┏━━
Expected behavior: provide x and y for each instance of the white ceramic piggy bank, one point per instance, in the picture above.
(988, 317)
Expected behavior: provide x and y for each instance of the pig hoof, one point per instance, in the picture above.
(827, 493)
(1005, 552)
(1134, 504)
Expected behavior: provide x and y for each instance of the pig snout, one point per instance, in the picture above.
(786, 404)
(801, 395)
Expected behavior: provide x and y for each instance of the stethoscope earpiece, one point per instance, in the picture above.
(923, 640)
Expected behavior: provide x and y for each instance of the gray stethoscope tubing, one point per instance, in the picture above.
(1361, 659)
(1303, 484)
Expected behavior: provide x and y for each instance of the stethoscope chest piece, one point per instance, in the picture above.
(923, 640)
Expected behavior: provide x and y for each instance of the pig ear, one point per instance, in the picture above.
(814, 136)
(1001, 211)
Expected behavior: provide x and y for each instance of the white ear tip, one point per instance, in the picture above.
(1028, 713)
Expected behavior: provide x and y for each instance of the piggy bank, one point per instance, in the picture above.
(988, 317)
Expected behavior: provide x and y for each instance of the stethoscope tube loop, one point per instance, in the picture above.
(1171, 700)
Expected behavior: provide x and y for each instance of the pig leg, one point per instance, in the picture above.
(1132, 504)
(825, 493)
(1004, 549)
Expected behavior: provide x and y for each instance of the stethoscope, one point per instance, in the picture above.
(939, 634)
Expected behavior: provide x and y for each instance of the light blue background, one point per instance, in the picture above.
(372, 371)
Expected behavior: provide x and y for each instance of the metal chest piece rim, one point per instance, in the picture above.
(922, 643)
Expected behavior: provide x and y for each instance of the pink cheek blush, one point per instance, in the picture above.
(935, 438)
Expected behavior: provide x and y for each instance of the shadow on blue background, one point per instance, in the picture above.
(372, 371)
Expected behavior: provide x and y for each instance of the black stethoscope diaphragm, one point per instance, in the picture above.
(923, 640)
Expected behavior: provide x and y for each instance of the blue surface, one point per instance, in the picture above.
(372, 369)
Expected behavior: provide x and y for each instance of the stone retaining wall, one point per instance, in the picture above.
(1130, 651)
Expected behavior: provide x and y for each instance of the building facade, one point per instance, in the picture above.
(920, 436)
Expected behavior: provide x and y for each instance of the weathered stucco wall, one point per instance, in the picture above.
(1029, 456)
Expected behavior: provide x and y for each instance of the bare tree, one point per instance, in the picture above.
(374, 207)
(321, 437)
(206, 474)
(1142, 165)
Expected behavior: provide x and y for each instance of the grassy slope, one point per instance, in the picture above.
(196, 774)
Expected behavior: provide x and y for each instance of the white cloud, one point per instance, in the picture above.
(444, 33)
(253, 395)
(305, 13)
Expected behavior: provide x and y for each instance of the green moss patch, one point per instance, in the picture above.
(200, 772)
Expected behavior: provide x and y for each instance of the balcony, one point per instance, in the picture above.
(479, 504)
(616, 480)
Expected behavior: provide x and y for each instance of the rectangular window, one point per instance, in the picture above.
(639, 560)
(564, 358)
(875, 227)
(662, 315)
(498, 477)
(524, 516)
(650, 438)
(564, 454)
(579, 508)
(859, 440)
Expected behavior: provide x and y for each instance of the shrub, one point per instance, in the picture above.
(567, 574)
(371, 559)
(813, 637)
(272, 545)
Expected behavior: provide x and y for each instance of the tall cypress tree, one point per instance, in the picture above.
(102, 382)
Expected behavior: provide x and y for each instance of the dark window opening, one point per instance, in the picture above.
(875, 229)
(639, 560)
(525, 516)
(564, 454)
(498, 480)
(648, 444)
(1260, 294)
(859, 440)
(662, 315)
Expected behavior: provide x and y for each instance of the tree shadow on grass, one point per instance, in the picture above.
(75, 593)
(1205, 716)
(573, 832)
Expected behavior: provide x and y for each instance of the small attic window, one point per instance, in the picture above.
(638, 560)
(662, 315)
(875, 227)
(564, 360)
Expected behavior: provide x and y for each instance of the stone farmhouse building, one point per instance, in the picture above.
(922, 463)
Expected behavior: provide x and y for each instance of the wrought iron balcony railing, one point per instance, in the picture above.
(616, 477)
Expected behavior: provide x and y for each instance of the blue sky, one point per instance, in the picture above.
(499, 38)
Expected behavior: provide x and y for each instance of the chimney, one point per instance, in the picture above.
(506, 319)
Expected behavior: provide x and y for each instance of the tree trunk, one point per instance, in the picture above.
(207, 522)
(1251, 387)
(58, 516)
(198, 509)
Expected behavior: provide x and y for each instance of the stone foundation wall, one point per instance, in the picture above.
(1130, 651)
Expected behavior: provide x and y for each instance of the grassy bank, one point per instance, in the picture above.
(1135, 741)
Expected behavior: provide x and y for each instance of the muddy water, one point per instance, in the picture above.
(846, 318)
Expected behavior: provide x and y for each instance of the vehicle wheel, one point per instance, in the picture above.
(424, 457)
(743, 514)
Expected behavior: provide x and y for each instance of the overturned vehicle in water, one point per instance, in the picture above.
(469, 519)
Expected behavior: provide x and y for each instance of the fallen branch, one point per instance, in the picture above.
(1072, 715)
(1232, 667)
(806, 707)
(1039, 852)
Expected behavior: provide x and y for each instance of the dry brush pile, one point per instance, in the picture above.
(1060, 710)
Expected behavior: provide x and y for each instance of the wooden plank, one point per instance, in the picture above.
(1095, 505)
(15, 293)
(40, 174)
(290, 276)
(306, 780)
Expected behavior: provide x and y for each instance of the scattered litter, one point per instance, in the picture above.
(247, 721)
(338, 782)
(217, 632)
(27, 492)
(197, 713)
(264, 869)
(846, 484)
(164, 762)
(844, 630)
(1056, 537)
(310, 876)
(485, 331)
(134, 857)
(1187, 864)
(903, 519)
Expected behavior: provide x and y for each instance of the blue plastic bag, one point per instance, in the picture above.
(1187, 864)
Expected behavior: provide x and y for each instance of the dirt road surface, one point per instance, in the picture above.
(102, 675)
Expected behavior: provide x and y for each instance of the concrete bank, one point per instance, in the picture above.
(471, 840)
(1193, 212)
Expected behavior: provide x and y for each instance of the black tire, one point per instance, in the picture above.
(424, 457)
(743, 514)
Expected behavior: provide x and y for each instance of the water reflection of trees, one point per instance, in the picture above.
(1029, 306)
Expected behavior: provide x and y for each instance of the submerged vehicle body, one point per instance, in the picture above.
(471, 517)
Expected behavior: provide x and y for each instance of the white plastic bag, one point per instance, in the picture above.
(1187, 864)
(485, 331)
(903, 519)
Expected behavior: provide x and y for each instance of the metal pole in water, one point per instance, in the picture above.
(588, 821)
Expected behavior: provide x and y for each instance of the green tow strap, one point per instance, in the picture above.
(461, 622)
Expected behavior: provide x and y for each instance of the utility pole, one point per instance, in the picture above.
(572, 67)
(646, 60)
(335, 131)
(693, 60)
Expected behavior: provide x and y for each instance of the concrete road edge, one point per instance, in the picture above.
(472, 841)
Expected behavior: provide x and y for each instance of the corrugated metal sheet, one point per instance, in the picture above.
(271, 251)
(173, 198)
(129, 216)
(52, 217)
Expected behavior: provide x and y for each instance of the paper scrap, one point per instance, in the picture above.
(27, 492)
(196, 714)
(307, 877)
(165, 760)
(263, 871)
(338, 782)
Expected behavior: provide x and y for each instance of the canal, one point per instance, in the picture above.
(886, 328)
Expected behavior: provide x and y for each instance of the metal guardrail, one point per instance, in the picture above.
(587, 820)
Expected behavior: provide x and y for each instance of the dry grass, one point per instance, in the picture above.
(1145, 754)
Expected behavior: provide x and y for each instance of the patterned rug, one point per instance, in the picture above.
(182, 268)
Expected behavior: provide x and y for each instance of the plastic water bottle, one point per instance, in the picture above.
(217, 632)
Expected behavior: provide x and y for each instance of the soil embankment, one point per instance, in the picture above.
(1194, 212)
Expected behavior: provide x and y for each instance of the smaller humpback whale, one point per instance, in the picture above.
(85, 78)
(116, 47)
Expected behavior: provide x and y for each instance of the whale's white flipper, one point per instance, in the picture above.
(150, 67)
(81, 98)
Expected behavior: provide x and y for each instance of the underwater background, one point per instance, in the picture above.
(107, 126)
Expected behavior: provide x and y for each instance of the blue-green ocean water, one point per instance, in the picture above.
┗━━
- The exercise: Give back, unchanged, every line from the one with "of the smaller" to the end of the entries above.

- Answer to the problem:
Expected behavior: provide x and y for each instance of the smaller humpback whale, one point per instance, in the picture above.
(85, 78)
(116, 47)
Expected behavior: provide x and y for each instance of the whale's white flipper, one point per instance, in the picture above.
(150, 67)
(81, 98)
Expected behavior: provide x and y for each instance of the underwater background, one point per instance, in the picture above.
(107, 126)
Expected behavior: provide x and y for each instance of the blue-green ocean water, one point per instance, in the picture above.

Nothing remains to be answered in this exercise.